▶ [Task instructions] Repeat the material below exactly, line for line.
====== Data supplied ======
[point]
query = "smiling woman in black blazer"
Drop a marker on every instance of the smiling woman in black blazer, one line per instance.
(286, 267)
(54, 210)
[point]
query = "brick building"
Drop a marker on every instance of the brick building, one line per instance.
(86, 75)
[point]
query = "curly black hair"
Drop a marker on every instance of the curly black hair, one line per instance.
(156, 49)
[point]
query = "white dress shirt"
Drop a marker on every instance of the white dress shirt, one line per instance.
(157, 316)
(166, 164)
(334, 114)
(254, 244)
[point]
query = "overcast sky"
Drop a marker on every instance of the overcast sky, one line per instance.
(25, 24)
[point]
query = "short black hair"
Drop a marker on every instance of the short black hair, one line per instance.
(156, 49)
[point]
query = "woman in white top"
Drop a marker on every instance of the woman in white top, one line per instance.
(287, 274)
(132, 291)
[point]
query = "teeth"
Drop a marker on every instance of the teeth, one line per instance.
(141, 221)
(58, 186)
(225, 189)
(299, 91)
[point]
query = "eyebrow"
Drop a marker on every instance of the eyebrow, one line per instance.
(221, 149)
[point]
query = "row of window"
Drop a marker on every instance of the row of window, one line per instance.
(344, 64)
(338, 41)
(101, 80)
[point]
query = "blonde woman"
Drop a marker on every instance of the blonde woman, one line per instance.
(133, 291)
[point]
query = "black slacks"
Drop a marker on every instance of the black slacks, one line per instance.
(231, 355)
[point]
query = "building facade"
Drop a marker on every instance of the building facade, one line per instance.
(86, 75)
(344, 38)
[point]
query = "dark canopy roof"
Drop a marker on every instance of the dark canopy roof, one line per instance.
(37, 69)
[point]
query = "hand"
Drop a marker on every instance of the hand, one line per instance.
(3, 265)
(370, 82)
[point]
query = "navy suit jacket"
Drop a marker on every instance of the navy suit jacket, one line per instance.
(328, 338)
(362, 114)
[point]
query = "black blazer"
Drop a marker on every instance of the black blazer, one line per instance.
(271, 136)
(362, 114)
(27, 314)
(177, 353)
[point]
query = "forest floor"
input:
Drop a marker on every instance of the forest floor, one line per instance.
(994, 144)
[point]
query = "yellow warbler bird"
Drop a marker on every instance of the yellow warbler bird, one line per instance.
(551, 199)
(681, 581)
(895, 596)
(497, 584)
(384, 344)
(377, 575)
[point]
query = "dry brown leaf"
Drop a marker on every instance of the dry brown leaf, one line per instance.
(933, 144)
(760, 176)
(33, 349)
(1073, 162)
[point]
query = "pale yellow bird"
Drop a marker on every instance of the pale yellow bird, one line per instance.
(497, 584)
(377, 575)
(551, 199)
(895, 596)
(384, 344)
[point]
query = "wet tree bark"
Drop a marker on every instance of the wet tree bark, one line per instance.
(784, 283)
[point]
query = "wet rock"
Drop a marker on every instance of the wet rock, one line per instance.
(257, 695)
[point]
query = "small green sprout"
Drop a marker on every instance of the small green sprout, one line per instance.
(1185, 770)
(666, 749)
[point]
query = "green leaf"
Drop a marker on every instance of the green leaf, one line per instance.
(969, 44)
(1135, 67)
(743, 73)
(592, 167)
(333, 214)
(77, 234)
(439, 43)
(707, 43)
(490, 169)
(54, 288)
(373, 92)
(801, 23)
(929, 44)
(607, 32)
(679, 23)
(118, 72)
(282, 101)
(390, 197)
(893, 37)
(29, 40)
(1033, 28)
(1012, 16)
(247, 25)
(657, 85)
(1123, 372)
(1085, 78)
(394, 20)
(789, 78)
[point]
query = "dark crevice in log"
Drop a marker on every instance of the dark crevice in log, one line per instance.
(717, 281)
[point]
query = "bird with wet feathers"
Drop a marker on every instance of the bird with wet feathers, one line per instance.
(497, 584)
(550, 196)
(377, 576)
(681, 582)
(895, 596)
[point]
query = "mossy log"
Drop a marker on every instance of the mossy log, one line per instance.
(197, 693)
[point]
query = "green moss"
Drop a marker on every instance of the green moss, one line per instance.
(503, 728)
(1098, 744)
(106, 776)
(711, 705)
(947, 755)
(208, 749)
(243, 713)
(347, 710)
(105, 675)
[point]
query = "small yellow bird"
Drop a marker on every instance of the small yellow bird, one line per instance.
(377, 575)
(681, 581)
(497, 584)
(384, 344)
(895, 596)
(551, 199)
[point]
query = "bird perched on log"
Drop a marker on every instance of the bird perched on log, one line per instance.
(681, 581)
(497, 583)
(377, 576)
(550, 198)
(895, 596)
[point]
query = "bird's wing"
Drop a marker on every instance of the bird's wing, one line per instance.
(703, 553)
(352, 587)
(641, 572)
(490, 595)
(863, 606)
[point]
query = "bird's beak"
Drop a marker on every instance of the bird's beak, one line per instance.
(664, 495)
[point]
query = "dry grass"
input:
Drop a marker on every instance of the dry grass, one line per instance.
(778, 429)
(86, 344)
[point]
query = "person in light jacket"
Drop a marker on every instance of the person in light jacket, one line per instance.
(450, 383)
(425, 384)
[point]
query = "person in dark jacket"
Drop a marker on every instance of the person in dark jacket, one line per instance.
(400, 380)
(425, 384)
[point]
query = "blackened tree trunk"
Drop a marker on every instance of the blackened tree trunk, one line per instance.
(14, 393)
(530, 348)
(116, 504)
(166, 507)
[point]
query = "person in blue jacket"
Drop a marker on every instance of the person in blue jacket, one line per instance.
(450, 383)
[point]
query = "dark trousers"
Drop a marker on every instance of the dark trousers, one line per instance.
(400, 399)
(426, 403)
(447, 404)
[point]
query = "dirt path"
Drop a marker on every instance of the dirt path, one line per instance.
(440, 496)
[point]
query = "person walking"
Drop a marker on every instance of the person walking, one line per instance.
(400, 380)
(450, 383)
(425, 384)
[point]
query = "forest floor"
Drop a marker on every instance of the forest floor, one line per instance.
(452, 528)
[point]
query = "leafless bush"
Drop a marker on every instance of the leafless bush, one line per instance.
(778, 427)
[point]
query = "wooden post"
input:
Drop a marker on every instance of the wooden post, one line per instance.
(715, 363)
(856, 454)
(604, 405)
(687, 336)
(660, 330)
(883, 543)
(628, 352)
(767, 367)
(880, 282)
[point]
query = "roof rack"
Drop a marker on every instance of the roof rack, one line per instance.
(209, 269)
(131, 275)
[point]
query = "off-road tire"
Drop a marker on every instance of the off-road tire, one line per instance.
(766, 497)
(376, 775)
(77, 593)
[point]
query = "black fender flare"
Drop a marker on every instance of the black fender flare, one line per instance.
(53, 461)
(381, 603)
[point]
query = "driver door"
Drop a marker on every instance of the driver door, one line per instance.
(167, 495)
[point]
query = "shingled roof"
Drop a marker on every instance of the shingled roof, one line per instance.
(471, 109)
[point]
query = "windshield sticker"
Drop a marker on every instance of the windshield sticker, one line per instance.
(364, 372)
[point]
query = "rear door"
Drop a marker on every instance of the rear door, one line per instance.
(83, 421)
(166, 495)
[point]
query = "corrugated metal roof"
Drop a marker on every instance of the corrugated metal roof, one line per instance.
======
▶ [Solution]
[point]
query = "smiling woman in black blazer"
Drop a marker on every instance of the smiling woman in black blazer, one line per instance.
(286, 267)
(54, 210)
[point]
query = "brick building"
Drop a marker on every instance of the brick building, one line per instance.
(86, 75)
[point]
query = "curly black hair"
Drop a marker on every instance of the curly black hair, one line per instance.
(156, 49)
[point]
query = "white dress shirt"
Drop a marker on every instance of the white dress shirt, one line per instance.
(157, 316)
(166, 164)
(334, 114)
(254, 244)
[point]
query = "overcast sky"
Drop a marker on every instance of the overcast sky, one line per instance.
(25, 24)
[point]
query = "short black hair"
Drop a marker on every instance of the short black hair, one line per instance.
(156, 49)
[point]
query = "woman in white top"
Drop a marker on every instance of the woman in white top, one line per instance.
(287, 274)
(132, 291)
[point]
query = "teeth"
Drop a marker on every instance of the teeth, one line per instance.
(141, 221)
(58, 186)
(225, 189)
(299, 91)
[point]
query = "eyebrow"
Drop a marker on every instance of the eyebrow, one line per instance.
(221, 149)
[point]
query = "row of window"
Drop a marker on every instance of the row of window, one line per instance.
(344, 64)
(338, 41)
(101, 80)
[point]
query = "blonde woman"
Drop a marker on every instance of the blonde woman, one line per instance.
(133, 291)
[point]
query = "black slacks"
Drop a marker on every instance of the black slacks, one line per instance.
(231, 355)
[point]
query = "building facade"
Drop a marker on every instance of the building facade, one line per instance.
(86, 75)
(344, 38)
[point]
query = "dark canopy roof"
Drop a marker on every instance of the dark canopy roof, one line per instance.
(37, 69)
[point]
query = "hand"
Drop a marker on every instance of the hand, one line per instance.
(3, 265)
(370, 82)
[point]
query = "navy suit jacket"
Drop a marker on every instance of the navy suit jacket, one line per instance.
(328, 338)
(362, 114)
[point]
query = "black blazer"
Drop a marker on every instance of the black blazer, one line per instance.
(271, 136)
(362, 114)
(27, 314)
(177, 353)
[point]
query = "forest floor"
input:
Drop a marker on every instance of the forest floor, one line per instance.
(994, 144)
[point]
query = "yellow warbler bird"
Drop a marker on every instance of the yellow warbler bird, one line per instance.
(551, 199)
(681, 581)
(895, 596)
(497, 584)
(384, 344)
(377, 575)
[point]
query = "dry brown leaf"
Drop a marker on every instance of the dry brown leaf, one line per instance.
(933, 144)
(760, 176)
(33, 349)
(1073, 162)
[point]
query = "pale yellow bird"
Drop a marker on every instance of the pale yellow bird, one line per instance.
(497, 584)
(377, 575)
(551, 199)
(895, 596)
(384, 344)
[point]
query = "wet tree bark"
Drop a marker on every instance of the wet tree bark, one line per instance.
(784, 283)
[point]
query = "wet rock"
Drop a marker on every instance of the wet rock, one line per instance.
(257, 695)
[point]
query = "small green sprout"
Drop a marker on every instance of the small green sprout, one line per instance.
(1185, 770)
(666, 749)
[point]
query = "green leaf"
Drop a marker on every instance of the green leaf, one line per instance.
(969, 44)
(1135, 67)
(743, 73)
(592, 167)
(333, 214)
(77, 234)
(439, 43)
(707, 43)
(490, 169)
(54, 288)
(373, 92)
(801, 23)
(929, 44)
(607, 32)
(679, 23)
(118, 72)
(282, 101)
(390, 197)
(893, 37)
(29, 40)
(1033, 28)
(1012, 16)
(247, 25)
(657, 85)
(1123, 372)
(1085, 78)
(394, 20)
(789, 78)
[point]
query = "dark crevice in log"
Drop a marker on every instance of the dark crevice in log, one line per instance.
(717, 281)
[point]
query = "bird with wet feathers"
Drop a marker on every instance of the bird with wet feathers, one line per instance.
(497, 584)
(550, 196)
(377, 576)
(681, 582)
(895, 596)
[point]
query = "mossy log"
Drop a marker on every instance of the mossy log, one line per instance.
(197, 693)
[point]
query = "green moss"
Drop a marker on every instance of the green moss, one line per instance.
(503, 728)
(1098, 744)
(106, 776)
(711, 705)
(947, 755)
(208, 749)
(243, 713)
(347, 710)
(105, 675)
[point]
query = "small yellow bird"
Drop a marker on every instance of the small yellow bird, one line per instance.
(377, 575)
(681, 581)
(497, 584)
(384, 344)
(895, 596)
(551, 199)
[point]
query = "bird perched on log"
Drop a marker on every instance of the bird perched on log, one line per instance.
(681, 581)
(497, 583)
(377, 576)
(550, 198)
(895, 596)
[point]
query = "bird's wing"
Drop a marker on every instance of the bird's wing, one line per instance.
(703, 553)
(352, 587)
(641, 572)
(490, 595)
(863, 606)
[point]
query = "bird's beak"
Drop a marker on every instance of the bird's beak, one line per instance.
(664, 495)
[point]
query = "dry grass"
input:
Drop a marker on every instance of the dry grass, one line per instance.
(778, 429)
(86, 344)
[point]
query = "person in light jacket"
Drop a marker on every instance of the person in light jacket, one line per instance.
(450, 383)
(425, 384)
[point]
query = "person in dark jacket"
Drop a marker on every instance of the person in dark jacket, one line per instance.
(400, 380)
(425, 384)
[point]
query = "blackened tree trunk"
Drop a marker on every instance of the blackened tree trunk, one line per instance.
(14, 393)
(530, 348)
(116, 504)
(166, 507)
[point]
query = "person in blue jacket"
Drop a marker on every instance of the person in blue jacket, one line per instance.
(450, 383)
[point]
query = "dark trousers"
Drop a marker on every instance of the dark trousers, one line per instance.
(400, 399)
(426, 403)
(447, 404)
[point]
query = "dirt path"
Drop a marker on every instance of the dirt path, one line per instance.
(440, 496)
[point]
query = "person walking"
Drop a marker on every instance of the person walking, one line per instance.
(400, 380)
(450, 383)
(425, 384)
[point]
query = "forest floor"
Drop a marker on every instance of the forest floor, one line per instance.
(452, 528)
[point]
query = "leafless bush"
Drop a marker on every instance of the leafless bush, one line per instance.
(778, 427)
[point]
query = "wooden post"
input:
Drop a marker on every instance of the wooden post, one line per instance.
(715, 363)
(856, 454)
(604, 405)
(687, 336)
(660, 330)
(883, 543)
(628, 352)
(767, 367)
(880, 282)
[point]
query = "roof rack"
Drop a marker on every instance of the roof rack, one line per instance.
(209, 269)
(131, 275)
[point]
query = "off-road tire"
Drop a marker on every instance of the off-road tire, one line per instance.
(766, 497)
(376, 775)
(77, 593)
[point]
query = "black fender flare"
Drop a marker on every instance of the black fender flare, one line per instance.
(53, 461)
(381, 603)
[point]
query = "driver door"
Drop a marker on every instance of the driver door, one line per instance.
(167, 495)
[point]
query = "shingled roof"
Drop a marker on every instance of the shingled roof, one line per instance.
(471, 109)
[point]
query = "windshield sticker"
Drop a marker on every instance of the windshield sticker, one line per instance.
(364, 372)
[point]
query = "rear door"
Drop a marker on every instance of the rear door, one line per instance.
(83, 421)
(166, 495)
[point]
query = "corrugated metal roof"
Drop a marker on every instance of the corrugated metal roof, one line per instance.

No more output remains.